**Problem**
Begin at the line that holds "Would you mind pointing out the dark" and retype every line through the end of the material, both included. Leave out the pictures.

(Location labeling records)
****************************************

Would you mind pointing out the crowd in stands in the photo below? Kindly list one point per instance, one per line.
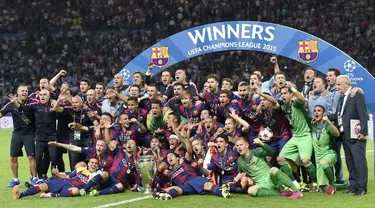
(97, 38)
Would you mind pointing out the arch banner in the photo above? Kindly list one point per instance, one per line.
(255, 36)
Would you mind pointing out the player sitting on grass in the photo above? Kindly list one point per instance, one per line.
(61, 187)
(265, 181)
(184, 178)
(300, 145)
(323, 131)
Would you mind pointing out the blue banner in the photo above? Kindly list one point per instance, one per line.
(255, 36)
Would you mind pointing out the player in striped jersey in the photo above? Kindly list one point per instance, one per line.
(226, 103)
(274, 118)
(248, 109)
(60, 187)
(100, 151)
(224, 164)
(185, 179)
(265, 181)
(211, 98)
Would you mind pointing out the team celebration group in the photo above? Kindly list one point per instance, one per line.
(265, 139)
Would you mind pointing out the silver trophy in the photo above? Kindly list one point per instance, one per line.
(148, 167)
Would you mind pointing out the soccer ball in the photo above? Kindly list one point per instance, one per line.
(349, 66)
(266, 134)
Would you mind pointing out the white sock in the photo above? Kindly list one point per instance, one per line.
(296, 184)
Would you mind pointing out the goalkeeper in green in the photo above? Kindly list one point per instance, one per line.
(265, 181)
(299, 147)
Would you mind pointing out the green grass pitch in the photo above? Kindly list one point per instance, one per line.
(310, 199)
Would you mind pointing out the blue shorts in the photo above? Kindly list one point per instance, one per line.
(58, 185)
(226, 179)
(194, 186)
(111, 181)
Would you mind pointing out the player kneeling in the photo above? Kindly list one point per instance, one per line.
(265, 181)
(323, 131)
(185, 180)
(61, 187)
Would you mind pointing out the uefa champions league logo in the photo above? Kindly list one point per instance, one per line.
(126, 75)
(349, 66)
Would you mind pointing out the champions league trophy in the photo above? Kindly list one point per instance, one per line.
(148, 168)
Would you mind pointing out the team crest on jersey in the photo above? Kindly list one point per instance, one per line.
(308, 50)
(160, 56)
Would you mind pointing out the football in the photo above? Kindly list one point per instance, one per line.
(265, 134)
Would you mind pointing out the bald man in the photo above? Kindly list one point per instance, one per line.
(77, 138)
(22, 135)
(353, 107)
(45, 124)
(118, 83)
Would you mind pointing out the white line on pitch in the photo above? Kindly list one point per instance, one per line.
(368, 151)
(124, 202)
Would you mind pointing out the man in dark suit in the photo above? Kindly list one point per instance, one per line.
(355, 149)
(308, 76)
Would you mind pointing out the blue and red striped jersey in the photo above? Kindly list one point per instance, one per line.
(181, 174)
(120, 165)
(105, 162)
(224, 165)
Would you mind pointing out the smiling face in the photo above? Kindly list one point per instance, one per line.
(152, 92)
(84, 87)
(318, 113)
(124, 120)
(331, 78)
(221, 144)
(243, 92)
(43, 84)
(91, 98)
(137, 79)
(265, 103)
(44, 96)
(204, 114)
(117, 81)
(178, 90)
(180, 76)
(100, 147)
(166, 77)
(254, 81)
(172, 159)
(111, 95)
(286, 96)
(132, 106)
(212, 85)
(131, 146)
(209, 124)
(22, 93)
(318, 85)
(187, 101)
(342, 84)
(279, 80)
(155, 143)
(226, 85)
(230, 125)
(156, 110)
(93, 165)
(99, 91)
(77, 103)
(242, 147)
(309, 75)
(134, 91)
(197, 147)
(224, 99)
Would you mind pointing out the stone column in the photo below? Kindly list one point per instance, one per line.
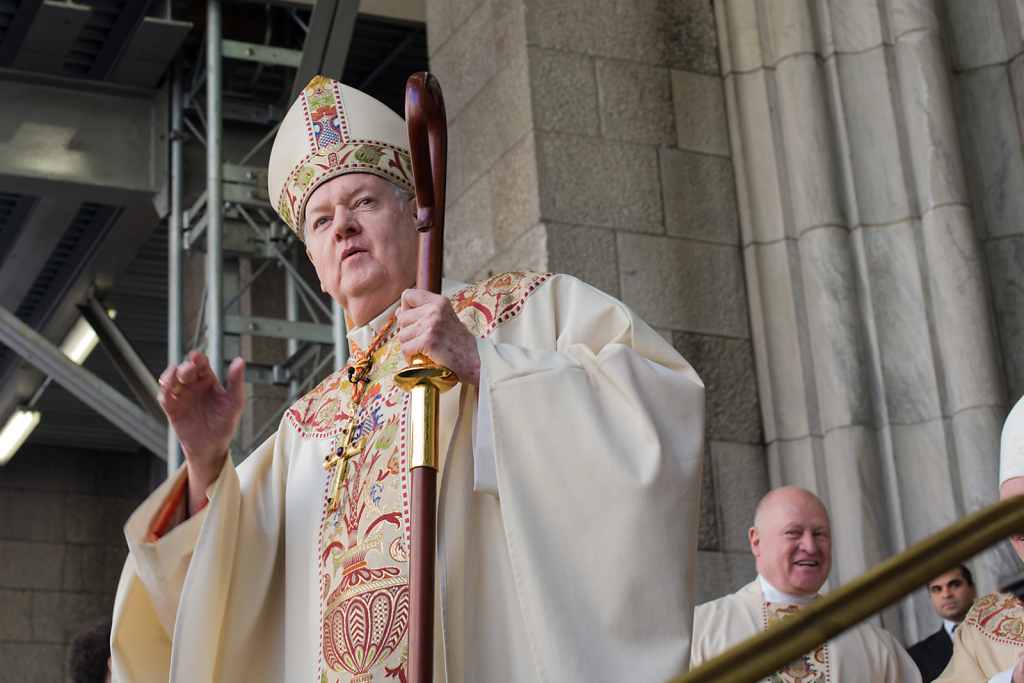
(877, 359)
(987, 57)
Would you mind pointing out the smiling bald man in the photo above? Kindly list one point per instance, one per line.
(792, 541)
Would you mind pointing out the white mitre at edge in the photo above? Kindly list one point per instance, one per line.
(1012, 444)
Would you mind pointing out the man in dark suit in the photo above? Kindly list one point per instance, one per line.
(951, 594)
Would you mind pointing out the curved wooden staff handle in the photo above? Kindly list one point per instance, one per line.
(427, 125)
(428, 147)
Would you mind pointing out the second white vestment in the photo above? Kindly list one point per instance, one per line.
(864, 653)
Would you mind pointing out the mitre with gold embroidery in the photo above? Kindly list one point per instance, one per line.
(1012, 444)
(333, 129)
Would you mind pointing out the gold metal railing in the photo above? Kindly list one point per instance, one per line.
(756, 658)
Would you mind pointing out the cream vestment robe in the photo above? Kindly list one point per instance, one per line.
(865, 653)
(566, 538)
(988, 642)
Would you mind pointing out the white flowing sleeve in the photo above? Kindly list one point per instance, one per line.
(174, 595)
(597, 434)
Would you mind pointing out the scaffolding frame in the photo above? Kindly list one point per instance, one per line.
(238, 190)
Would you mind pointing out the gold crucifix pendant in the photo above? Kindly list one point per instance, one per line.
(339, 460)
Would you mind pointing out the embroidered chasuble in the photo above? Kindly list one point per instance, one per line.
(862, 654)
(988, 642)
(568, 492)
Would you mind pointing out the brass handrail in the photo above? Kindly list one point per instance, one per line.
(829, 615)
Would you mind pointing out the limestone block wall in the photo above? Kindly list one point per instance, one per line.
(591, 138)
(61, 549)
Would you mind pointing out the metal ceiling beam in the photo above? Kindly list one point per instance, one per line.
(150, 51)
(131, 15)
(327, 43)
(113, 140)
(83, 384)
(17, 30)
(50, 37)
(125, 357)
(11, 225)
(392, 55)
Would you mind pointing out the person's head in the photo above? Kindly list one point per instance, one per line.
(1012, 463)
(1011, 488)
(792, 540)
(334, 155)
(89, 654)
(361, 238)
(952, 593)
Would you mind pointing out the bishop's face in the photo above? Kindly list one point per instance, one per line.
(361, 239)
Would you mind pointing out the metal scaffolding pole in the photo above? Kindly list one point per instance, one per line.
(215, 203)
(174, 317)
(292, 314)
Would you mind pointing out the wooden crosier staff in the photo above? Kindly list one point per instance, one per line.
(424, 379)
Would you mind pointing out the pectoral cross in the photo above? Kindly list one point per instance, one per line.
(339, 460)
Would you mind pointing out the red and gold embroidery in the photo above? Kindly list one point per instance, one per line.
(364, 550)
(999, 616)
(812, 668)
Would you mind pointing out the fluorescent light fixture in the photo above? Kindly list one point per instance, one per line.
(81, 340)
(18, 427)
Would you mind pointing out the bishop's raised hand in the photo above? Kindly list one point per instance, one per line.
(204, 415)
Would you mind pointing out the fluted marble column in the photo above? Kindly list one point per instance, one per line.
(878, 365)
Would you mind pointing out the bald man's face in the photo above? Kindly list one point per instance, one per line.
(1012, 488)
(793, 542)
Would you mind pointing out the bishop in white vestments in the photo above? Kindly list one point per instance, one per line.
(989, 644)
(792, 540)
(568, 484)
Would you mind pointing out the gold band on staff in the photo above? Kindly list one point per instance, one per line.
(758, 657)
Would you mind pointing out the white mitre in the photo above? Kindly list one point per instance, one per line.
(333, 129)
(1012, 444)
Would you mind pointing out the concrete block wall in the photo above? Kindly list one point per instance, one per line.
(591, 138)
(61, 550)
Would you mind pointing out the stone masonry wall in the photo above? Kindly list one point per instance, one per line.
(61, 550)
(591, 138)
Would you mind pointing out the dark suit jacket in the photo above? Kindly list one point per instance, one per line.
(932, 654)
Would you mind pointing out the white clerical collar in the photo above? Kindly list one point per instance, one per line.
(772, 594)
(363, 336)
(949, 626)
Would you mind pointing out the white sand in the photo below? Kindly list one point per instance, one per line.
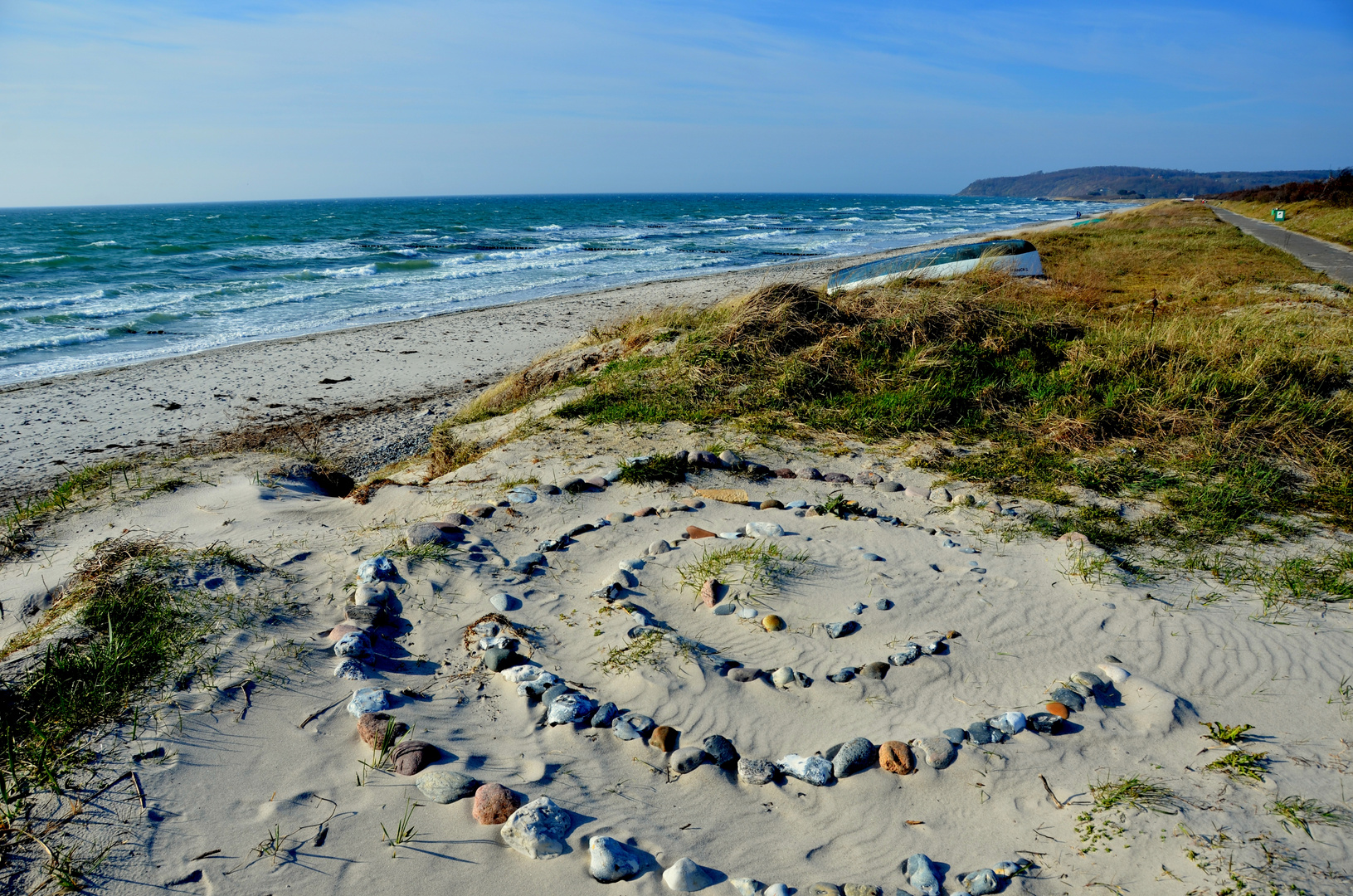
(1024, 624)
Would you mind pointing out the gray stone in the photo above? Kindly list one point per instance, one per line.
(854, 756)
(939, 752)
(720, 750)
(538, 830)
(755, 771)
(686, 760)
(612, 861)
(444, 786)
(814, 769)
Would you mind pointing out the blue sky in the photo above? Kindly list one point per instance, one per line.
(144, 102)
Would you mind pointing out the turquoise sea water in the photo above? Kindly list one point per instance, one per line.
(83, 289)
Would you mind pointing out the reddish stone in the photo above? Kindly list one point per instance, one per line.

****************************************

**Problem solution**
Would you mind pointing out the dark suit jacket in the photo above? Kindly list one point per instance, one per line.
(932, 654)
Would you mind pointing out the white clerical collar in the photo above? Kindly list one point per instance, one per line.
(772, 594)
(363, 336)
(949, 626)
Would you mind pointing out the white sand in the photo below? Kindly list one point per instance, one per line.
(1024, 624)
Would you mind pointing out the gray stone in the photo above? Kindly list one point per instance, one per line.
(854, 756)
(939, 752)
(720, 750)
(538, 830)
(755, 771)
(686, 760)
(612, 861)
(444, 786)
(814, 769)
Would you mind pointing out the blue sky in the photo above? Kindly list one point per instance, one per line.
(144, 102)
Would you mind pointing out the turquoise sea water in the photo above? Kindly list one point per instance, one per line.
(83, 289)
Would you mind pointing out the reddish stone in the photo above? Kindly list one point per instance, one per line.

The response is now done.